■ Do this:
Extract each line of the data below that contains the string "instance".

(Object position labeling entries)
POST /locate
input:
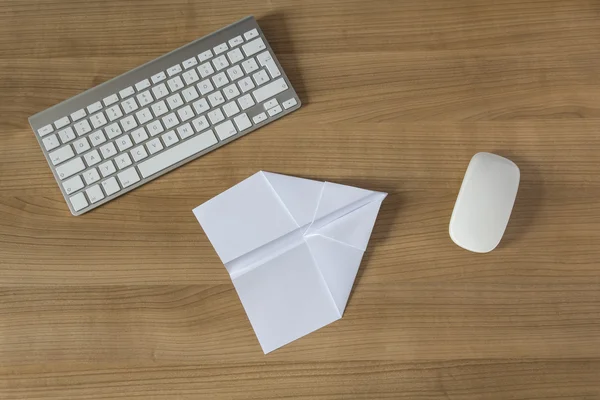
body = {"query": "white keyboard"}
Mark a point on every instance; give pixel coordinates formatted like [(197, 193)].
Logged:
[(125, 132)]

==

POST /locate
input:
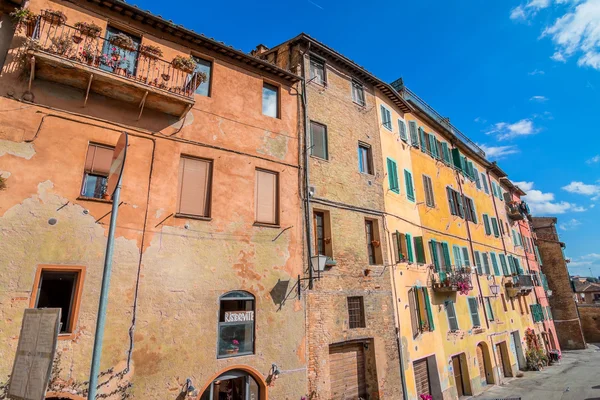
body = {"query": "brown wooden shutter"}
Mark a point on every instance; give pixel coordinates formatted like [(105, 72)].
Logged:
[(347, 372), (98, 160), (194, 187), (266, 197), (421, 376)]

■ Answer to the exercise:
Mark a point on every instance; give pixel coordinates formatted like [(197, 193)].
Mark a point on every instance; give pixel coordinates formatted like [(105, 72)].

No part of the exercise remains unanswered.